• **How to complete this task**
Copy out precisely the line that holds "Target: gray gravel" and all the lines following it in the data, up to and including the last one, and no others.

• **Dataset entries**
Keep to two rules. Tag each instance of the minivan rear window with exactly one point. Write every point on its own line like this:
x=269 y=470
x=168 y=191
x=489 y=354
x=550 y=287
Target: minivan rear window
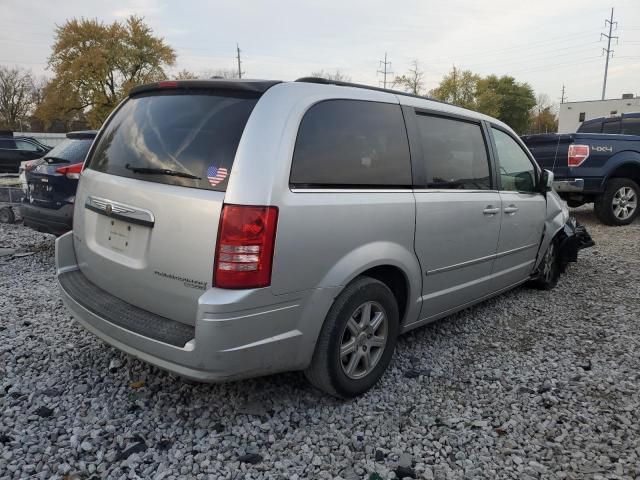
x=182 y=133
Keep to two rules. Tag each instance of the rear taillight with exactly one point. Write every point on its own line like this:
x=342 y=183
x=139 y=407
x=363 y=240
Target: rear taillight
x=244 y=253
x=577 y=155
x=72 y=171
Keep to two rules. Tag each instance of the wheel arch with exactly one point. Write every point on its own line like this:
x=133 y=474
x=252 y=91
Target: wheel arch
x=390 y=263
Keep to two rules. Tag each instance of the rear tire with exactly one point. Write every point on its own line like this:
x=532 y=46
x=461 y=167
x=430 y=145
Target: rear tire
x=618 y=205
x=549 y=268
x=357 y=340
x=7 y=215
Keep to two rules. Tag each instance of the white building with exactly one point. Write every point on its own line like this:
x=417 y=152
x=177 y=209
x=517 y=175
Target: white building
x=572 y=114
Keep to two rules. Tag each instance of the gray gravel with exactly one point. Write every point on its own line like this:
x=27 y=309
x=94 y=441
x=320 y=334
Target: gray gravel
x=528 y=385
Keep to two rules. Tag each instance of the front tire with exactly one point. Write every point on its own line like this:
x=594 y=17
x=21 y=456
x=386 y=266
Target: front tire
x=618 y=205
x=357 y=340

• **Result for this exercise**
Target: gray gravel
x=528 y=385
Keep to two rules. Tag each instance of the front tire with exactly one point. Write every point on its own line like this:
x=594 y=17
x=21 y=456
x=386 y=266
Target: front tire
x=618 y=205
x=357 y=340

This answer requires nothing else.